● **What you are asked to do**:
Whenever a line of the material contains the string "decorative", it should be copied.

● **The records**:

#####

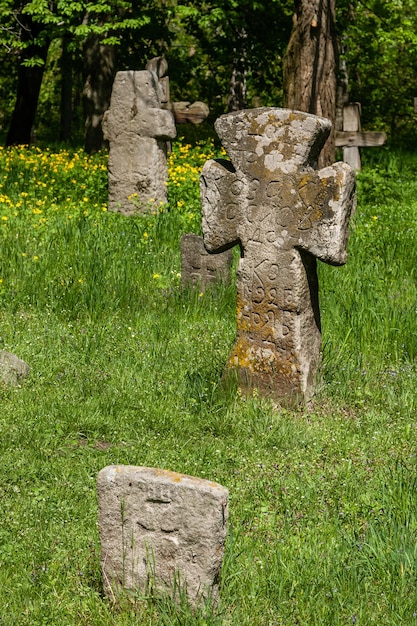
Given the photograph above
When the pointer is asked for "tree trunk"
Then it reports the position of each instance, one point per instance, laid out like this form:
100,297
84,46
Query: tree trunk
29,83
66,91
99,72
311,65
237,84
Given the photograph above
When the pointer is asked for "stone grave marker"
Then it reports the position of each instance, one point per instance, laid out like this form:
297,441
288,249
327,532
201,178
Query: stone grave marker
283,213
12,369
199,268
137,128
352,138
158,528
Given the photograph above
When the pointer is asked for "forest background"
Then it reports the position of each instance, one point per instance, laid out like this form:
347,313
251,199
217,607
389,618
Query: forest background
228,54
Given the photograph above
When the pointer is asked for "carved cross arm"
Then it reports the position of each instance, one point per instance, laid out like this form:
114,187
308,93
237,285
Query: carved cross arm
220,208
329,200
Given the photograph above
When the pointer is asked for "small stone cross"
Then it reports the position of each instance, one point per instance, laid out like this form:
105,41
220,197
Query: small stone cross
283,214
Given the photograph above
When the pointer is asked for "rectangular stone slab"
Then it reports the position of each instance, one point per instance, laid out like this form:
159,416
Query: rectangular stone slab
157,527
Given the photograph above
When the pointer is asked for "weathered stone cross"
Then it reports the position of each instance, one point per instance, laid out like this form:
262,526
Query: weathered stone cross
284,214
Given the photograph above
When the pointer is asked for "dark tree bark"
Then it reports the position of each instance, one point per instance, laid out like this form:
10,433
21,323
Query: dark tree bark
99,72
66,91
311,65
237,84
28,86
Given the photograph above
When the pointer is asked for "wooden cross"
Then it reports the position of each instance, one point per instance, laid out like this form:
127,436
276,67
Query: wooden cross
351,138
283,214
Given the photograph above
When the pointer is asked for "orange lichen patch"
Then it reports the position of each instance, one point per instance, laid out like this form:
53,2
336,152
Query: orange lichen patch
262,362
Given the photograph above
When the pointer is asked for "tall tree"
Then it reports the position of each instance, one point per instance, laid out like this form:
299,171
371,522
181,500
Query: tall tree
311,64
102,22
232,51
33,55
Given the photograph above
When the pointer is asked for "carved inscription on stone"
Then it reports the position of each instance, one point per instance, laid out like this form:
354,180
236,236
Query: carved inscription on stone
284,214
199,268
158,528
137,128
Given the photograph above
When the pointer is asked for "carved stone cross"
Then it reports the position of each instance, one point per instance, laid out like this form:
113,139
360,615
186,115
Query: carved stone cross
284,214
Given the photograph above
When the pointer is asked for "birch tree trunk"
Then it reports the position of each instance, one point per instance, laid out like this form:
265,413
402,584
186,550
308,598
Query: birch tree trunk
311,65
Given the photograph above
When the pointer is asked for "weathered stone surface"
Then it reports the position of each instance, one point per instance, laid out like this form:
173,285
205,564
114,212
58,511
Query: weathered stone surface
156,526
201,269
137,128
12,369
283,213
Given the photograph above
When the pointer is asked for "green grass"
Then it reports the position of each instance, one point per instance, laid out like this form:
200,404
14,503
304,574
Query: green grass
126,368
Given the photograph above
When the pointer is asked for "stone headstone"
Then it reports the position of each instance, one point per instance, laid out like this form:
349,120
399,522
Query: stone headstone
199,268
137,128
158,528
284,214
12,369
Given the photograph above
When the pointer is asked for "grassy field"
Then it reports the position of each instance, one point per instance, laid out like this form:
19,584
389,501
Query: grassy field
126,368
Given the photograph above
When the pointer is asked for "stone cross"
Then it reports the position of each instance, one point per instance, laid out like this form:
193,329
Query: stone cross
161,531
199,268
137,127
283,213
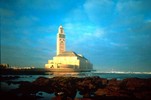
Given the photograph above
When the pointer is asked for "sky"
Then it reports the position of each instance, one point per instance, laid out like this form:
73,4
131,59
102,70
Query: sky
111,34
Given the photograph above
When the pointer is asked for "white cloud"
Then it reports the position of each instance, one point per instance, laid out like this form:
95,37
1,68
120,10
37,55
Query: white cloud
99,10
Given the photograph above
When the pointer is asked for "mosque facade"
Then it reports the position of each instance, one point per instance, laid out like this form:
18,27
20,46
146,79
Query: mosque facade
67,60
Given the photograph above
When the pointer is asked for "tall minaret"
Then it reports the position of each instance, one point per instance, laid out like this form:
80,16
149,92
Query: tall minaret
61,47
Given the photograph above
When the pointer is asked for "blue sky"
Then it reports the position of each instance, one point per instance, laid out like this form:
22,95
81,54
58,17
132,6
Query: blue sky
112,34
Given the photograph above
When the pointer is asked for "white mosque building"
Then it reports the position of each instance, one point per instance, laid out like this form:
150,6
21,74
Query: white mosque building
67,60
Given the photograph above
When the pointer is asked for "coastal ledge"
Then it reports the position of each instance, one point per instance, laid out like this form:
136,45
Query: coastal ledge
91,88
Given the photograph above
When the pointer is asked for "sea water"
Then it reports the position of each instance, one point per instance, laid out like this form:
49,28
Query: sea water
119,76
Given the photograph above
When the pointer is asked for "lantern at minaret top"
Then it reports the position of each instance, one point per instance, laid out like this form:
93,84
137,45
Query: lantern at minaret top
61,47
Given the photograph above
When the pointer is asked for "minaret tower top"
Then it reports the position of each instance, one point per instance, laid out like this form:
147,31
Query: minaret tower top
61,47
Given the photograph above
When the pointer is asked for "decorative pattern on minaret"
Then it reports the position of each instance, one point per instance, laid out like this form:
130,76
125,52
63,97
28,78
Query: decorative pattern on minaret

#####

● **Reply**:
When the pointer is asked for "decorative pattern on minaret"
Query: decorative pattern on minaret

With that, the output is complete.